* Items:

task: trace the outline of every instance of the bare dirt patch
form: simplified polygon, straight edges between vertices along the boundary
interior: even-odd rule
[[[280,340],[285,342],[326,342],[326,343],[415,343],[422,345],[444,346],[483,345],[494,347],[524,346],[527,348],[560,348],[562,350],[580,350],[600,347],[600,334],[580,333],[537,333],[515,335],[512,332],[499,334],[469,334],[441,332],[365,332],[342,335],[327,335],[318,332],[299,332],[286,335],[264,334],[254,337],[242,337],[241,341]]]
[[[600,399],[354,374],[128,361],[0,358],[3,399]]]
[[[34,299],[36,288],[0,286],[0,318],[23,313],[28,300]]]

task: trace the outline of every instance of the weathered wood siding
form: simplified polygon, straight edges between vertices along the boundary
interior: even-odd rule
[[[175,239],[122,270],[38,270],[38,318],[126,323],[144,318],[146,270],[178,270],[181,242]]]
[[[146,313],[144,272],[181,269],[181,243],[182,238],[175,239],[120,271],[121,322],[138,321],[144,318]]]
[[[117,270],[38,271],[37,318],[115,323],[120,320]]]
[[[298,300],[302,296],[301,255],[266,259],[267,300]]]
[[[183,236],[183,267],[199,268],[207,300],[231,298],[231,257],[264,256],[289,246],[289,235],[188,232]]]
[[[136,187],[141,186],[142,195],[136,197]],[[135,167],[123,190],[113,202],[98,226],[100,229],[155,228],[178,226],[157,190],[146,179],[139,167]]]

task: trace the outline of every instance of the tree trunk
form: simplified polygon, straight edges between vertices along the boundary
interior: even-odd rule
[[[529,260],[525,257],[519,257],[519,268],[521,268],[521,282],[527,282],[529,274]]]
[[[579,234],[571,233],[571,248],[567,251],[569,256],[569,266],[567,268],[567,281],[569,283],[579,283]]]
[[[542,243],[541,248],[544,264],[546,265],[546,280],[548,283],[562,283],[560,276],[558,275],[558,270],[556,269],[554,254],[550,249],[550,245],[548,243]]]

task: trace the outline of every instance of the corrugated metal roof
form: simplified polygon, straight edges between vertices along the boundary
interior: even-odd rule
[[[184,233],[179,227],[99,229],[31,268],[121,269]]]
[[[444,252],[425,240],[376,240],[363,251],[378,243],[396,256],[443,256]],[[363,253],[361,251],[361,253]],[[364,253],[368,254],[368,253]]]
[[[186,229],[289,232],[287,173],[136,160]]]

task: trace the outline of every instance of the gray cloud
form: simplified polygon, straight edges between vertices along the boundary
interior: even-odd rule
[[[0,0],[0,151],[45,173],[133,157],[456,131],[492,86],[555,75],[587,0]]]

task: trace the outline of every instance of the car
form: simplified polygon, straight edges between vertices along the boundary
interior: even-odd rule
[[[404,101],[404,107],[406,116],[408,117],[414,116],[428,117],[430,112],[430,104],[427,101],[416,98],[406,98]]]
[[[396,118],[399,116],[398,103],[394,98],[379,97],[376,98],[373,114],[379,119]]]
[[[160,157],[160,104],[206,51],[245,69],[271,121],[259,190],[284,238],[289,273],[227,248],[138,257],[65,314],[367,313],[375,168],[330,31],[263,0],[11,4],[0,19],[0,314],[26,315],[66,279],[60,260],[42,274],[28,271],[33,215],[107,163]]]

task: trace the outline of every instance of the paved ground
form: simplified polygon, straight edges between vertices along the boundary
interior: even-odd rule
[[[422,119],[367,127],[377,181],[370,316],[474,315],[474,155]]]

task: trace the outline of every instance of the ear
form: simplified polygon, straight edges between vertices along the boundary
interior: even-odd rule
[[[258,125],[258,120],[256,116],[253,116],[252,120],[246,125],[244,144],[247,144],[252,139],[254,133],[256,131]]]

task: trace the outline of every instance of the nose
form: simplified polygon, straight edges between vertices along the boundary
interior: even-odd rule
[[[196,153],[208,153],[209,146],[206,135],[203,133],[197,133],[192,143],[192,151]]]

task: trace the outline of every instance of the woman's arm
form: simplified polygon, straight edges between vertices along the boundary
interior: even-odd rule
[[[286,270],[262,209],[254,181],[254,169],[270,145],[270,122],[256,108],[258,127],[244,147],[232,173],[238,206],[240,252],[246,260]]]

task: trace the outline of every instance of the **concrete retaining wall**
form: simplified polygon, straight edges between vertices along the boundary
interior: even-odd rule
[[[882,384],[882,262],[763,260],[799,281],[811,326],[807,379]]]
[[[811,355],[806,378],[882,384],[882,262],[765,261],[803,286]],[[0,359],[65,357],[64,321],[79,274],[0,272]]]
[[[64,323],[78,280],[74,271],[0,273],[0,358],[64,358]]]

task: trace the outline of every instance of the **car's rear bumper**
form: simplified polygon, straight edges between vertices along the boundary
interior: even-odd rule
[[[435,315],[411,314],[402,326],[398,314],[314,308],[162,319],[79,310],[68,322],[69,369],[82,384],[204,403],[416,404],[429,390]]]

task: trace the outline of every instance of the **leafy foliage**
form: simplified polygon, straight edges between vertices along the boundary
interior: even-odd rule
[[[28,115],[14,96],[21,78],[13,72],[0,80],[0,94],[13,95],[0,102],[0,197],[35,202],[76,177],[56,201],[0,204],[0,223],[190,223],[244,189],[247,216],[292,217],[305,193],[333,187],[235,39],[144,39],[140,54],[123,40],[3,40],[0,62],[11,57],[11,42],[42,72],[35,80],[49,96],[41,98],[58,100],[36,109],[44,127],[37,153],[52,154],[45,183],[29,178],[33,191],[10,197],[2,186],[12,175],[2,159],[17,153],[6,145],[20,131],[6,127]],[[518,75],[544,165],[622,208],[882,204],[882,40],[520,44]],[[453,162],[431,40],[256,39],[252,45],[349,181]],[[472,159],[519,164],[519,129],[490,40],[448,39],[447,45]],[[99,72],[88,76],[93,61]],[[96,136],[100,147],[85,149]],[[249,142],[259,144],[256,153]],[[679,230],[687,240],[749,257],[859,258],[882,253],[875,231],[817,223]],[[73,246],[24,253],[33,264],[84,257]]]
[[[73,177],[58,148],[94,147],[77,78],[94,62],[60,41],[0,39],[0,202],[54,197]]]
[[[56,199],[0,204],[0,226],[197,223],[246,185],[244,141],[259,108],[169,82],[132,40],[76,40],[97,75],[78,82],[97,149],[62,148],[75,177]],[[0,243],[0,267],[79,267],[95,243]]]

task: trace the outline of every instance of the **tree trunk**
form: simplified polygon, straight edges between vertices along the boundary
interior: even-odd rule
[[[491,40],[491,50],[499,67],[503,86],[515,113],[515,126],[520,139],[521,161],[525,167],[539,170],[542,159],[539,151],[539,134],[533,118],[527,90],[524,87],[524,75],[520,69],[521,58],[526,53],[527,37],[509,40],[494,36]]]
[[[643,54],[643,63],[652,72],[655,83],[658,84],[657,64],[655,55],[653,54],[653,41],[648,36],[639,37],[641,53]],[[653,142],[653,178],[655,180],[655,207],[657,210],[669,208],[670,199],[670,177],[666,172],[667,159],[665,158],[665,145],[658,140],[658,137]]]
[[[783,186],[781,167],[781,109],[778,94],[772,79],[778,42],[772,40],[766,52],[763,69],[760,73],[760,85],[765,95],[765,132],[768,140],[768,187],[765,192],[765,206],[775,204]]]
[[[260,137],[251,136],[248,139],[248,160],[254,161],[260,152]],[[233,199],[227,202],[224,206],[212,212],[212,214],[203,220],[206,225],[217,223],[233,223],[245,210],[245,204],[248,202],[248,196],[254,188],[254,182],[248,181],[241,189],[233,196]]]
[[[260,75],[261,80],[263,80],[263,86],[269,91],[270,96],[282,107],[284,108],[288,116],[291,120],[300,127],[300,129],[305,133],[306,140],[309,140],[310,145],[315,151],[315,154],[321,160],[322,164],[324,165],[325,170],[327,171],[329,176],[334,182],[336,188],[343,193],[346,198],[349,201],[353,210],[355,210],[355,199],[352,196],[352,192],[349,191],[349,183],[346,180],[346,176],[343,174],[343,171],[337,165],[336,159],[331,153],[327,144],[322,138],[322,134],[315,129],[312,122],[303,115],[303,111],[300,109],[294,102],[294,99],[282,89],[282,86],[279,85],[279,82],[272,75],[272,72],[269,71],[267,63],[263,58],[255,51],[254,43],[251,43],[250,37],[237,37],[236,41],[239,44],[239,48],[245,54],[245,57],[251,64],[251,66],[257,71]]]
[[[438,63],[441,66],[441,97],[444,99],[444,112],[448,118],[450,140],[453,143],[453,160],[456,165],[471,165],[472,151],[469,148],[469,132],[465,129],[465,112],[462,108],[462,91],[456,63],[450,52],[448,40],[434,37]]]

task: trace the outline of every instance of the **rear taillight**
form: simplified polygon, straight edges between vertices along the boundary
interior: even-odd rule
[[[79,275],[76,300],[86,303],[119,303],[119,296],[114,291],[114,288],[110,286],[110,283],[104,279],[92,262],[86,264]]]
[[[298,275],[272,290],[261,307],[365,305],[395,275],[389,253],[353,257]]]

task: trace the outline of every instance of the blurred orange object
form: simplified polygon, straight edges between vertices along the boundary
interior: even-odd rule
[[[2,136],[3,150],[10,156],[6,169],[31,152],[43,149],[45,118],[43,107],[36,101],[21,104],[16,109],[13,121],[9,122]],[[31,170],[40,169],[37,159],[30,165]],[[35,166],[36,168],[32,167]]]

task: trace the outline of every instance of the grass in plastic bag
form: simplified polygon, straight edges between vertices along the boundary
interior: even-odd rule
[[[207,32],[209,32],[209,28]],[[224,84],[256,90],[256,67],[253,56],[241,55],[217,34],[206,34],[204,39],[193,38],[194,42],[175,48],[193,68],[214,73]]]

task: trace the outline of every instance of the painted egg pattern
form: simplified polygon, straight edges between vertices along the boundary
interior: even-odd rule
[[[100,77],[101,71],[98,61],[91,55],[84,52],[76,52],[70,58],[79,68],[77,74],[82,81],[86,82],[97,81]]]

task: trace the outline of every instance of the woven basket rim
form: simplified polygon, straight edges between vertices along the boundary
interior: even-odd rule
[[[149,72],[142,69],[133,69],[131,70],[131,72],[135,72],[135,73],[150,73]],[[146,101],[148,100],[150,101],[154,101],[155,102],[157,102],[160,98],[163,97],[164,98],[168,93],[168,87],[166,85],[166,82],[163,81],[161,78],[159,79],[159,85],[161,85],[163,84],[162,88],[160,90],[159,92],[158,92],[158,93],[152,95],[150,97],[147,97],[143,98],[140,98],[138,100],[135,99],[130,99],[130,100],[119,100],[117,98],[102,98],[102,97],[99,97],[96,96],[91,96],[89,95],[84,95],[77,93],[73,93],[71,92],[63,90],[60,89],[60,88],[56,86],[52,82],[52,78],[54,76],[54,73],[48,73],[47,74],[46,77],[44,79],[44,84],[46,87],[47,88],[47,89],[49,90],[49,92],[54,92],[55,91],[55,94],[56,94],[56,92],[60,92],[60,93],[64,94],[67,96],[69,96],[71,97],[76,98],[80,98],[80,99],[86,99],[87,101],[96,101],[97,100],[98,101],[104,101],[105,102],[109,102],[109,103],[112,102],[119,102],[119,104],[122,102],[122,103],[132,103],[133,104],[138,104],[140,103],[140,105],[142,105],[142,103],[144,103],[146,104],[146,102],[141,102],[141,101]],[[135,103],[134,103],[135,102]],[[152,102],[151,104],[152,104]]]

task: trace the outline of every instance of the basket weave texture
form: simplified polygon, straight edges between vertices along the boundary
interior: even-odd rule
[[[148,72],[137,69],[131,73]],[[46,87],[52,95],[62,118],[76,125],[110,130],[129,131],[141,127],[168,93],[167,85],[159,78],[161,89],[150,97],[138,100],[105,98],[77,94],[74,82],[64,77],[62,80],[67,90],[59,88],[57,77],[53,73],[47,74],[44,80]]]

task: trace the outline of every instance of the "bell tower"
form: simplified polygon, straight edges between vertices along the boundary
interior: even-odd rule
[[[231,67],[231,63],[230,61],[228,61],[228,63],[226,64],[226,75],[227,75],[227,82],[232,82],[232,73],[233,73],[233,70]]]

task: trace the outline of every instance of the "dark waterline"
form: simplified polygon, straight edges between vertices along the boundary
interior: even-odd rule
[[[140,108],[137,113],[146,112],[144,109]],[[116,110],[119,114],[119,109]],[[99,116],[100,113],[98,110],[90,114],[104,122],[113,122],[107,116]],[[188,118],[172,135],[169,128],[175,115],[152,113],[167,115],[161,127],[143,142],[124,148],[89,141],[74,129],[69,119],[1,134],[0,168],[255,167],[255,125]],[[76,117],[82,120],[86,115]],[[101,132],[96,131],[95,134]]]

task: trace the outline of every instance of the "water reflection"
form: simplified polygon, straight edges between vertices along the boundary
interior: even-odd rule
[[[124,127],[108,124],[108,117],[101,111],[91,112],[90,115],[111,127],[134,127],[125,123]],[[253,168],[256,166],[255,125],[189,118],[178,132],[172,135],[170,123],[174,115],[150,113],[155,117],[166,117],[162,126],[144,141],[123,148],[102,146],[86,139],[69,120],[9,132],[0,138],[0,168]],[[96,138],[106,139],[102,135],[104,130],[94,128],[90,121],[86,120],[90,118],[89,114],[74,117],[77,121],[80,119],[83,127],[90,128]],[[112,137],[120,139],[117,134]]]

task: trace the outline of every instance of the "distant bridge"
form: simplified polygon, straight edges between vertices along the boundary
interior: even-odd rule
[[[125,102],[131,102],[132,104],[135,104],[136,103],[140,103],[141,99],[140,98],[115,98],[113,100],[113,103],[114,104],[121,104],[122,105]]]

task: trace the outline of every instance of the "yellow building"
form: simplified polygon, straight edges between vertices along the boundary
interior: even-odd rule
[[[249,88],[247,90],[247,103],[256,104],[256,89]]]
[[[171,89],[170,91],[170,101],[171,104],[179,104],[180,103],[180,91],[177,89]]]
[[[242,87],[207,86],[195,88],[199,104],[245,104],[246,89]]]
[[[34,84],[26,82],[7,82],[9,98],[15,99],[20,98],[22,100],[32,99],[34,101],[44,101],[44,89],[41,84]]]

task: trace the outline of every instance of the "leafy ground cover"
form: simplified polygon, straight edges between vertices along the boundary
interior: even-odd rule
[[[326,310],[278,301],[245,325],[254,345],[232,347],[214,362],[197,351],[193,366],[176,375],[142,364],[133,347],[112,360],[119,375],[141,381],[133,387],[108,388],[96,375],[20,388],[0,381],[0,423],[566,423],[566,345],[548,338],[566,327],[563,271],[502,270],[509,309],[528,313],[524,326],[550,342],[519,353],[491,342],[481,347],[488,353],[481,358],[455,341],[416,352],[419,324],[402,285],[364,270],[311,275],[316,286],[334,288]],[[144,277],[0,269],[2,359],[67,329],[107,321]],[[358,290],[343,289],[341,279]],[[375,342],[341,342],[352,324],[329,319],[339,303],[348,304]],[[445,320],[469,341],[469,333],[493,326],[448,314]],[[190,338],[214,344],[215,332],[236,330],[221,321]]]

* Exercise:
Convert every line from the start of the items through the line containing "[[[186,229],[289,232],[287,173],[136,160]]]" into a JSON list of strings, with one string per line and blank lines omitted.

* Result of the exercise:
[
  "task: trace the outline of every instance of the bare dirt patch",
  "form: simplified polygon, straight edges between vertices along the boundary",
  "interior: even-odd rule",
  "[[[280,340],[285,342],[326,342],[326,343],[415,343],[422,345],[444,346],[483,345],[494,347],[524,346],[527,348],[560,348],[562,350],[580,350],[600,347],[600,334],[580,333],[537,333],[515,335],[512,332],[499,334],[469,334],[441,332],[365,332],[342,335],[327,335],[318,332],[299,332],[286,335],[264,334],[254,337],[242,337],[241,341]]]",
  "[[[600,399],[354,374],[128,361],[0,358],[3,399]]]",
  "[[[34,299],[36,288],[0,286],[0,318],[23,313],[28,300]]]",
  "task: trace the outline of every instance of the weathered wood siding",
  "form: simplified polygon, straight edges between vertices along the boundary",
  "interior: even-odd rule",
  "[[[175,239],[122,270],[38,270],[38,318],[126,323],[144,318],[146,270],[178,270],[181,242]]]",
  "[[[146,313],[144,272],[181,269],[181,243],[182,238],[175,239],[120,271],[121,322],[138,321],[144,318]]]",
  "[[[117,270],[38,271],[37,318],[115,323],[120,320]]]",
  "[[[298,300],[302,296],[301,255],[266,259],[267,300]]]",
  "[[[183,236],[183,267],[199,268],[207,300],[231,298],[231,257],[264,256],[289,246],[289,235],[188,232]]]",
  "[[[136,187],[141,186],[142,195],[136,197]],[[135,167],[123,190],[113,202],[98,226],[100,229],[155,228],[178,226],[157,190],[146,179],[139,167]]]",
  "task: trace the outline of every instance of the tree trunk",
  "form: simplified polygon, straight edges between vertices along the boundary",
  "interior: even-odd rule",
  "[[[529,260],[525,257],[519,257],[519,268],[521,268],[521,282],[527,282],[529,274]]]",
  "[[[579,234],[571,233],[571,248],[567,251],[569,256],[569,266],[567,268],[567,281],[569,283],[579,283]]]",
  "[[[542,243],[541,248],[544,264],[546,265],[546,280],[548,283],[562,283],[560,276],[558,275],[558,270],[556,269],[554,254],[550,249],[550,245],[548,243]]]",
  "task: trace the outline of every instance of the corrugated metal roof",
  "form: simplified polygon, straight edges between vertices along the boundary",
  "interior: even-odd rule",
  "[[[184,233],[179,227],[99,229],[31,268],[121,269]]]",
  "[[[444,252],[425,240],[376,240],[363,251],[378,243],[396,256],[443,256]],[[363,253],[361,251],[361,253]],[[364,253],[368,254],[368,253]]]",
  "[[[186,229],[289,232],[287,173],[136,160]]]"
]